Exercise task:
Transcribe, word for word, the line containing "Where can you find the electrical outlet" and each line following it through the end of the listing below. Omit all other lines.

[Start of Extracted records]

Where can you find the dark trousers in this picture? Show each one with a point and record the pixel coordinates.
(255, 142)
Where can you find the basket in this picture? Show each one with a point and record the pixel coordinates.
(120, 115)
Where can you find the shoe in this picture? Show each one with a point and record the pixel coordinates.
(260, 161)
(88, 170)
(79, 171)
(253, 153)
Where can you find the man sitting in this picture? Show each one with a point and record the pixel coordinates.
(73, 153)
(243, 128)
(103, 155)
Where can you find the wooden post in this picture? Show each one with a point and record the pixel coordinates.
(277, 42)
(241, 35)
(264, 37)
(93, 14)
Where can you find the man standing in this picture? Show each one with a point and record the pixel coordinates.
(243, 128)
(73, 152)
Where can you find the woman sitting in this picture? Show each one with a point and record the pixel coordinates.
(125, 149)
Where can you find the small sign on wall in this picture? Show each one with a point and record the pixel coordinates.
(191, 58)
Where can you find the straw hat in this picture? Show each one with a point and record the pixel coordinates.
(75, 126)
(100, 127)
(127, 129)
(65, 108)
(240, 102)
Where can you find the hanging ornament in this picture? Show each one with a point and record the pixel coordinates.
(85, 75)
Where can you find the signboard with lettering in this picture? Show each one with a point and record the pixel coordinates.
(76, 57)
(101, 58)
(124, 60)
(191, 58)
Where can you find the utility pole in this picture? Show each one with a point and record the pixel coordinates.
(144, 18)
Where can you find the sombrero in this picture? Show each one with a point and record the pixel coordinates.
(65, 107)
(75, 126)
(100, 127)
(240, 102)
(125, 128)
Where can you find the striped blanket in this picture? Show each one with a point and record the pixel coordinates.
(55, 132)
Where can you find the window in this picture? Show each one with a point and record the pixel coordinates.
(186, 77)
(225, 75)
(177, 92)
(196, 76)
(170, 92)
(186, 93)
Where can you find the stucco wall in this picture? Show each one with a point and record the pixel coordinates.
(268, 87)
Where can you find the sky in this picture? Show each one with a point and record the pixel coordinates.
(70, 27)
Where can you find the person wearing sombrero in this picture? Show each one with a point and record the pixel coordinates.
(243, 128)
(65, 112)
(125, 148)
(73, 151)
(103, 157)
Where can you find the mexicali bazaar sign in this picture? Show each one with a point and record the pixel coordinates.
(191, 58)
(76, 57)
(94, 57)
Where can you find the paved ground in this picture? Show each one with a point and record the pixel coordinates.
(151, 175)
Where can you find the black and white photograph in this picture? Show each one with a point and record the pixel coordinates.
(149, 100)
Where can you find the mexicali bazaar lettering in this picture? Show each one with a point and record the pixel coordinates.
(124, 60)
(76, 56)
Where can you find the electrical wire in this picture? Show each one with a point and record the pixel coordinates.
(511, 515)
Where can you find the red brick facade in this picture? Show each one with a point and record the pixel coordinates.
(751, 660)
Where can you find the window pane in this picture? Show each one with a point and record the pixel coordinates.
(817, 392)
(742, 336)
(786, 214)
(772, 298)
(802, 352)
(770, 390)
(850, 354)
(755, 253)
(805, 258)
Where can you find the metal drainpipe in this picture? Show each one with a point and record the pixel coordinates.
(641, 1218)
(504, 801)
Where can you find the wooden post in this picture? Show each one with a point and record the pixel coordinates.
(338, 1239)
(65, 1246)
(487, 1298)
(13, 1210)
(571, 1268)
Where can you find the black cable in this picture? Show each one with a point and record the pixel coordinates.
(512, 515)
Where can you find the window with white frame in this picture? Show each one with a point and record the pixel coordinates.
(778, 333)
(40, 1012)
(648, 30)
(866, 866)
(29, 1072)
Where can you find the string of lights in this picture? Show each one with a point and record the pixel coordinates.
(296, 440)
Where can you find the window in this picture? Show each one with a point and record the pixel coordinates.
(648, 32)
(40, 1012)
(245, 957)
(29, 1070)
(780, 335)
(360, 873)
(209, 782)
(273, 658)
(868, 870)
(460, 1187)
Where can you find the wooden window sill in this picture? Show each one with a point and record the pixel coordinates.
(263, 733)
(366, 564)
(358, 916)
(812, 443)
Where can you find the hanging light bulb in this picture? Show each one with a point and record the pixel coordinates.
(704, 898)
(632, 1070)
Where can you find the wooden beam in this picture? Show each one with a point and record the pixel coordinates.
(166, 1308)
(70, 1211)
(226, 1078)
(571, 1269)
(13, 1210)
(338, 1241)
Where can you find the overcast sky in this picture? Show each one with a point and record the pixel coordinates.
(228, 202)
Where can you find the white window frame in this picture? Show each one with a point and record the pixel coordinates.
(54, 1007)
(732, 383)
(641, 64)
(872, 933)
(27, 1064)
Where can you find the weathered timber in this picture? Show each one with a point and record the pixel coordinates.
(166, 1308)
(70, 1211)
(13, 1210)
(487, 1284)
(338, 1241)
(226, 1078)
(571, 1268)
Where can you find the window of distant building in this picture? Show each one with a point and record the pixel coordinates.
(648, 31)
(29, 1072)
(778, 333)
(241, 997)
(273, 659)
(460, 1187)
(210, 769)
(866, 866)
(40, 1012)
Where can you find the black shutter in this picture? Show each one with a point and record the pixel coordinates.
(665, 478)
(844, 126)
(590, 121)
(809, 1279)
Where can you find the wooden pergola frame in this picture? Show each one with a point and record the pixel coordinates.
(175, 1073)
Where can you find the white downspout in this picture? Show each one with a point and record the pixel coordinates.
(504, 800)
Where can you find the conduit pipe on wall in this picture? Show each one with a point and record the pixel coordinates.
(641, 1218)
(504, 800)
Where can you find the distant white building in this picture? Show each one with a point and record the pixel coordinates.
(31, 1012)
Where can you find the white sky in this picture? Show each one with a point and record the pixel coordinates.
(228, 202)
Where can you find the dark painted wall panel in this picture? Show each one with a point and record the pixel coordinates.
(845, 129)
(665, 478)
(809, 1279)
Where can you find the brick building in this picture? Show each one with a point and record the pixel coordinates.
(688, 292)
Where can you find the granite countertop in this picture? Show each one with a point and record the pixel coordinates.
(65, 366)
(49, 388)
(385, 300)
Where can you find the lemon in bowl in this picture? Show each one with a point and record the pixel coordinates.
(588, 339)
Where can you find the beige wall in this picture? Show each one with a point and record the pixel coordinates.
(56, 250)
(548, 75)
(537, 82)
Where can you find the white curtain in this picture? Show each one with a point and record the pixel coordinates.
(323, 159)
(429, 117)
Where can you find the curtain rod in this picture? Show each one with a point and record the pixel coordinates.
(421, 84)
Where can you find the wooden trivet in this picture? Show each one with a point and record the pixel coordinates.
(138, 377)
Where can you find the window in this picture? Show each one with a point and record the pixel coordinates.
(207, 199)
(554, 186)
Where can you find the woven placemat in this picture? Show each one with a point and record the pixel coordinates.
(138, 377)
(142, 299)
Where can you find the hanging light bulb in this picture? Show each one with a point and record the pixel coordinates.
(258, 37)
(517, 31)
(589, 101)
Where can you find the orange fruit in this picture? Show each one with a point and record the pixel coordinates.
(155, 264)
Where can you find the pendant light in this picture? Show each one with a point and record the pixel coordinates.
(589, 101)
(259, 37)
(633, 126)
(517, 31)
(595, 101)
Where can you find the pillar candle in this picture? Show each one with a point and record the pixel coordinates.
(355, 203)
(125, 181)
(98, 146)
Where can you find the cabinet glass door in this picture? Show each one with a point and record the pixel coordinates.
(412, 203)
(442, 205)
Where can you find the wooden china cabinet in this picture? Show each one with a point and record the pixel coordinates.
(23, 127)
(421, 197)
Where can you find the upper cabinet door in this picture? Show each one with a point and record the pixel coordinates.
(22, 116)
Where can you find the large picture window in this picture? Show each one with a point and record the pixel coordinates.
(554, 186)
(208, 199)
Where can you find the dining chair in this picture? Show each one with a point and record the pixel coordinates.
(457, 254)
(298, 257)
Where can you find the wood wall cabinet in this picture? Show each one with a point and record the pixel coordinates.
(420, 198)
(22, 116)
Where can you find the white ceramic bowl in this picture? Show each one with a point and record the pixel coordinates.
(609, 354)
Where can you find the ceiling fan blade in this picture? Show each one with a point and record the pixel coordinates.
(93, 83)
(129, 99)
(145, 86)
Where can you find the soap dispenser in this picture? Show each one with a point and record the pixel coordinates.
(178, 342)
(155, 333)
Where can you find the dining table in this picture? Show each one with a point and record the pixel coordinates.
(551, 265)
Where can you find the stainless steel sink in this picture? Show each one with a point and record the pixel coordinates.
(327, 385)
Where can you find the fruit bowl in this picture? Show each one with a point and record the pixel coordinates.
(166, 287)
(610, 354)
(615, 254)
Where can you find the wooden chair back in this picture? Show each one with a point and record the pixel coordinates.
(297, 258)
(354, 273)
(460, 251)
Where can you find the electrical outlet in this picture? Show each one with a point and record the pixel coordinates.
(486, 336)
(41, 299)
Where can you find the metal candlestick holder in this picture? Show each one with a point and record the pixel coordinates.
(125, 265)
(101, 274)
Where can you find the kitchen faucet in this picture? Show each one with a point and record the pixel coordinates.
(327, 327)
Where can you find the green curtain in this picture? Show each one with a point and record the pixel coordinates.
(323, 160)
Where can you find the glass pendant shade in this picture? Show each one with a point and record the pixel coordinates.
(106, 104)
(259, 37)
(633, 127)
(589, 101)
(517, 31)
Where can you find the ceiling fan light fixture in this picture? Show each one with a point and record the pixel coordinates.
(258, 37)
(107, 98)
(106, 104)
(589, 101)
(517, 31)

[End of Extracted records]

Result of this exercise:
Where can you find the electrical outlet in this picture? Show each one with a point and record the pixel coordinates.
(486, 336)
(41, 299)
Where can you find the metal candlestick holder in this picture? Show each one with a point and record the pixel coordinates.
(125, 265)
(101, 274)
Where can you find the kitchen faucet in this picture? Show each one with a point and record the pixel coordinates.
(327, 327)
Where can you find the green curtain in this picture? Show each one with a point and record the pixel coordinates.
(323, 160)
Where can you find the glass pendant shade in this picture? Show each one with a point and record the pixel coordinates.
(106, 104)
(259, 37)
(633, 127)
(589, 101)
(517, 31)
Where can you find the ceiling fan light fixture in this picture? Show each one with a point and record the pixel coordinates.
(258, 37)
(107, 98)
(106, 104)
(589, 101)
(517, 31)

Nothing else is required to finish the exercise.